(Pointing records)
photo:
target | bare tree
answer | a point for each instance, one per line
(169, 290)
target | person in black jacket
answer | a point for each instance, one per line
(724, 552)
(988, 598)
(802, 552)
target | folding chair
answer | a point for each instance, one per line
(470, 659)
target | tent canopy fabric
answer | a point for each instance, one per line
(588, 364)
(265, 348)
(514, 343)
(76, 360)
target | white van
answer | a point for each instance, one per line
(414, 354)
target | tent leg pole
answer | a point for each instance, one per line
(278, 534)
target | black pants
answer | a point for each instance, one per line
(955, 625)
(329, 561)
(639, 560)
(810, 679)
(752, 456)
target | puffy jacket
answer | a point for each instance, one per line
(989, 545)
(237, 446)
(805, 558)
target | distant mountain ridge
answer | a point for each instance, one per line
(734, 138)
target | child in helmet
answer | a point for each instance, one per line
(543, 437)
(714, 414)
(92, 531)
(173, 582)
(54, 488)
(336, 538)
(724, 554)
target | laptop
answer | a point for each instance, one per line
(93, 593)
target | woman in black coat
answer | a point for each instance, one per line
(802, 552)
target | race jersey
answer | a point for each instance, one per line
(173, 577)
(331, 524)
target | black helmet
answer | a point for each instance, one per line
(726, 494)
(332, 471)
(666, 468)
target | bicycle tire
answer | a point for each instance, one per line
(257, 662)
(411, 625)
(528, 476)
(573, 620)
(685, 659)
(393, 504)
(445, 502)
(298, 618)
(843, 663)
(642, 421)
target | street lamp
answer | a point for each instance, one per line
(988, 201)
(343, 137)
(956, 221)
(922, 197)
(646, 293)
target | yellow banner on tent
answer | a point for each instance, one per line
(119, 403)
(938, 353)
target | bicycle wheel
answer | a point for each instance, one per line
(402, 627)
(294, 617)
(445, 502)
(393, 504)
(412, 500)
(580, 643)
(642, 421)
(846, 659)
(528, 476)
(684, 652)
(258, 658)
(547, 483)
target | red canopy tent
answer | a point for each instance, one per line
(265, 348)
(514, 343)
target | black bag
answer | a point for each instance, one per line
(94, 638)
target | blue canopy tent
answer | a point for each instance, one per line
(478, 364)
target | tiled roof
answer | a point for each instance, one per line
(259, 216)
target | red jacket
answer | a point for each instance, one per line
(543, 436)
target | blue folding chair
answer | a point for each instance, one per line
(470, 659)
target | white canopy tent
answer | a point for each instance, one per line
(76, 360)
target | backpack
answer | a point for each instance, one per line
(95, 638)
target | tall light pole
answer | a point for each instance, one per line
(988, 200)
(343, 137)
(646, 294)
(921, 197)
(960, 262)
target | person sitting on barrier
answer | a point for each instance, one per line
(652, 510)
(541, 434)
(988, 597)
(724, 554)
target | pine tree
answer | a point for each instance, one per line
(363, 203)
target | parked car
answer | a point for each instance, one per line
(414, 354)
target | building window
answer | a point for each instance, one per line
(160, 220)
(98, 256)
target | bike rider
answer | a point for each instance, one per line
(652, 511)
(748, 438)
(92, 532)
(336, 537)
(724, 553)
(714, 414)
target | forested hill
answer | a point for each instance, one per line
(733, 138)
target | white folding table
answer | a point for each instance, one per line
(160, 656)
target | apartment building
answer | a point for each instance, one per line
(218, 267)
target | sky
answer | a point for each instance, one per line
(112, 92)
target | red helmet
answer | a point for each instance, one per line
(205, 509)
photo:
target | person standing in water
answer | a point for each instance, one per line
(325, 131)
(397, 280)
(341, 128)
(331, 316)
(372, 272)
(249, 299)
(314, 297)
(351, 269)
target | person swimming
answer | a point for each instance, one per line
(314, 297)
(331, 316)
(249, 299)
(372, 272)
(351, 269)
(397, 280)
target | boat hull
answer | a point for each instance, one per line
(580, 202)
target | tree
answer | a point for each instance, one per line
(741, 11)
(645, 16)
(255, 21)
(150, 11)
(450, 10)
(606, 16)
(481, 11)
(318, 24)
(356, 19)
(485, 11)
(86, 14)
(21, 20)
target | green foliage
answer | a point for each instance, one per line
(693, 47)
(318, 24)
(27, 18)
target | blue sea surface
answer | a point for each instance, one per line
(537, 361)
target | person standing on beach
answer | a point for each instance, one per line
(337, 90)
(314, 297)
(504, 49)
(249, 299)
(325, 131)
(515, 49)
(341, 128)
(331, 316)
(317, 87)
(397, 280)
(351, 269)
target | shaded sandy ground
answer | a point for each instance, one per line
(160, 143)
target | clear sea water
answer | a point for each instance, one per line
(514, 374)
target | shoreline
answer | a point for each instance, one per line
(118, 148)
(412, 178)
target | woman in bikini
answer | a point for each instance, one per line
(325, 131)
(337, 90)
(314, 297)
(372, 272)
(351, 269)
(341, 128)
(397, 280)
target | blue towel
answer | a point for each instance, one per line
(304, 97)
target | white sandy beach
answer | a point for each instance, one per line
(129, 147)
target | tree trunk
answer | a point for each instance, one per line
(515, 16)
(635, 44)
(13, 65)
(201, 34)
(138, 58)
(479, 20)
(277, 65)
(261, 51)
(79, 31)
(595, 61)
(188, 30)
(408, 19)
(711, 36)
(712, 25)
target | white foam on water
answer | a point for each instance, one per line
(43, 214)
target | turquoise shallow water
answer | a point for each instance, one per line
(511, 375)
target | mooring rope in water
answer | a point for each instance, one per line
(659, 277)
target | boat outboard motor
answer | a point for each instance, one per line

__Your task__
Print all of the entries exactly as they are written.

__Final answer__
photo:
target | bare tree
answer | a point for each instance, one per line
(169, 290)
target | person in black jacket
answer | a point for each instance, one per line
(724, 552)
(988, 598)
(802, 552)
target | folding chair
answer | a point for each instance, one per line
(470, 659)
target | tent canopy fabric
answer | a point for each instance, one per line
(588, 364)
(265, 348)
(514, 343)
(76, 360)
target | white van
answer | a point for each instance, one per line
(414, 354)
target | tent leg pole
answer | a point for each instance, one per line
(278, 534)
target | black pants
answer | a point for each instance, one per line
(955, 625)
(329, 561)
(639, 560)
(810, 679)
(752, 456)
target | puffy jacket
answer | a point for each instance, one per line
(989, 545)
(237, 446)
(805, 558)
target | distant mountain ridge
answer | a point for each instance, one per line
(734, 138)
target | child in helmet
answer | a point for each instance, one per line
(543, 437)
(714, 414)
(92, 531)
(173, 582)
(54, 488)
(336, 538)
(724, 554)
target | laptop
answer | a point for each instance, one per line
(93, 593)
target | woman in black coat
answer | a point for each instance, one per line
(802, 552)
target | race jersey
answer | a point for each instance, one per line
(173, 577)
(331, 524)
target | black helmet
answer | a point for each instance, one per line
(726, 494)
(332, 471)
(666, 468)
target | bicycle tire
answer | a point for each instance, one per line
(257, 662)
(411, 625)
(528, 476)
(573, 620)
(685, 659)
(393, 504)
(445, 502)
(298, 618)
(843, 663)
(642, 421)
target | street lamp
answer | a point for each instance, one per line
(988, 201)
(343, 137)
(956, 221)
(922, 197)
(646, 293)
target | yellow banner on tent
answer | a point for each instance, one per line
(119, 403)
(938, 353)
target | bicycle wheel
answer | a point for each instance, one per line
(402, 627)
(294, 617)
(445, 502)
(393, 504)
(412, 500)
(580, 643)
(642, 421)
(846, 659)
(528, 476)
(684, 652)
(258, 658)
(547, 483)
target | red canopy tent
answer | a point for each instance, one per line
(265, 348)
(514, 343)
target | black bag
answer | a point for each instance, one per line
(94, 638)
target | blue canopy tent
answer | a point for each instance, one per line
(478, 364)
target | tiled roof
answer | a point for each instance, one per line
(259, 216)
target | red jacket
answer | a point for each instance, one per line
(543, 436)
target | blue folding chair
answer | a point for each instance, one per line
(470, 659)
target | white canopy tent
answer | a point for each instance, one per line
(76, 360)
target | backpack
answer | a point for each instance, one per line
(95, 638)
target | tall light pole
answer | a point for each instance, one per line
(988, 200)
(343, 137)
(646, 294)
(921, 197)
(960, 262)
target | person sitting on barrier
answer | a point for each instance, one per line
(652, 510)
(541, 434)
(988, 597)
(724, 554)
target | pine tree
answer | a point for each instance, one per line
(363, 203)
target | parked car
answer | a point for each instance, one per line
(414, 354)
target | building window
answer | a point for each instance, one per line
(160, 220)
(98, 256)
target | bike rider
answer | a point for each instance, one per line
(652, 511)
(748, 438)
(92, 532)
(336, 537)
(724, 553)
(714, 414)
target | forested hill
answer | a point for each instance, one per line
(733, 138)
target | white folding table
answer | a point for each instance, one per line
(160, 656)
target | apartment building
answer | a point for each instance, one per line
(218, 267)
target | sky
answer | a point for each instance, one per line
(112, 92)
target | red helmet
answer | a point for each instance, one per line
(205, 509)
photo:
target | person standing in water
answer | a point for each instance, one per line
(325, 131)
(397, 280)
(341, 128)
(331, 316)
(372, 272)
(249, 299)
(314, 297)
(351, 269)
target | person swimming
answer | a point for each instance, one per line
(314, 297)
(331, 316)
(249, 299)
(372, 272)
(351, 269)
(397, 280)
target | boat hull
answer | a point for each instance, one per line
(580, 202)
target | tree
answer | a point for each instance, one per line
(741, 11)
(645, 16)
(255, 21)
(150, 11)
(450, 10)
(606, 16)
(481, 11)
(318, 24)
(356, 19)
(485, 11)
(86, 14)
(21, 20)
target | green foliage
answer | a point for each instance, one per line
(693, 47)
(318, 24)
(27, 18)
target | blue sea surface
answer | a point for each instance, one per line
(537, 361)
target | person standing on beach
answer | a point for each instance, one per line
(337, 90)
(314, 297)
(504, 49)
(249, 299)
(325, 131)
(515, 49)
(341, 128)
(331, 316)
(317, 87)
(397, 280)
(351, 269)
target | shaded sandy ground
answer | a point for each instance, one per line
(160, 143)
target | clear sea water
answer | a point for each instance, one per line
(514, 374)
target | shoreline
answer | a point for each instance, one per line
(118, 148)
(412, 178)
target | woman in bikini
answer | a point for each instance, one per line
(325, 131)
(337, 90)
(314, 297)
(372, 272)
(351, 269)
(341, 128)
(397, 280)
target | blue towel
answer | a point for each instance, one per line
(304, 97)
target | white sandy beach
answer | a point for each instance, one per line
(129, 147)
target | tree trunk
answer | a point for each instance, one per line
(515, 16)
(635, 44)
(13, 65)
(201, 34)
(138, 58)
(479, 20)
(277, 65)
(261, 51)
(79, 31)
(595, 61)
(188, 30)
(408, 19)
(711, 36)
(712, 25)
target | white foam on water
answer | a point for each instance, one per line
(43, 214)
target | turquoise shallow water
answer | a point for each instance, one per line
(511, 375)
target | mooring rope in water
answer | a point for each instance, one per line
(659, 277)
target | boat outboard motor
answer | a point for each instance, one per line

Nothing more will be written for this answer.